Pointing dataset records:
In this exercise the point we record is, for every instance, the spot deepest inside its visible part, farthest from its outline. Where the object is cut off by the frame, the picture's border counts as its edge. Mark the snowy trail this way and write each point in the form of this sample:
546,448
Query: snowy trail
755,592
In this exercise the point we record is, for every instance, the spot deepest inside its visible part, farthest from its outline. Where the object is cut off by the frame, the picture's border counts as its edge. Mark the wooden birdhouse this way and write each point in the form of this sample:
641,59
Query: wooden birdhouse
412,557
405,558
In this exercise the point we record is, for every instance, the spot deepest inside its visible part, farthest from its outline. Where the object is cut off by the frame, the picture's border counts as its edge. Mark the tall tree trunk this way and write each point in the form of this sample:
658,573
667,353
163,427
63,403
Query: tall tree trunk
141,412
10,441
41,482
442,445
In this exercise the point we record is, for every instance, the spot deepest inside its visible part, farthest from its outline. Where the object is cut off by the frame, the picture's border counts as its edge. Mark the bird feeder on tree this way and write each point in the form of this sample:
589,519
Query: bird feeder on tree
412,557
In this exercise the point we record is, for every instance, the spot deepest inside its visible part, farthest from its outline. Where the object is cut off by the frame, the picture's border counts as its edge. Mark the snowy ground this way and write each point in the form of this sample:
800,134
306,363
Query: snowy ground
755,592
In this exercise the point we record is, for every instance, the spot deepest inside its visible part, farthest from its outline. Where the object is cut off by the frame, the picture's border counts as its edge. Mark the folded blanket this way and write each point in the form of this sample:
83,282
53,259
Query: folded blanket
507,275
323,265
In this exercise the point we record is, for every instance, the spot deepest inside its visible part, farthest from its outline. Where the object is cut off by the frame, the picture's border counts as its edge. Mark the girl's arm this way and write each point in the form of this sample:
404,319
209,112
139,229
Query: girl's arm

[Exercise goal]: Rescale the part that opens with the line containing "the snowy ground" and runs through the end of the records, giving every line again with the requests included. Multiply each point coordinate in the answers by 2.55 and round to a whole number, halves up, but leave the sample coordinates in the requests unchanged.

[Response to this task]:
In this exercise the point we record is, for every instance, the spot deepest inside its visible part, farthest from its outline. Where the object is cut off by the frame, the picture's border counts as its edge. Mark the snowy ground this way and write each point in the form of this sample:
800,134
306,363
Query: snowy ground
1925,1510
In this exercise the point we record is, for every instance, the spot deepest inside its visible part, farthest from its outline. Where the object is cut off by the frame, the picture's border counts as its edge. Mark the folded blanket this way and write each point in the form of this sample:
83,282
53,259
Query: folded blanket
1293,701
824,676
In this exercise the point we record is, for every instance, the spot deepest inside its visible part, farthest from its outline. Where the object is cut off by the frame, the picture's border counts as its edge. Mark the girl's arm this way and write each point in the form of this sample:
404,319
209,112
139,229
Query: girl's arm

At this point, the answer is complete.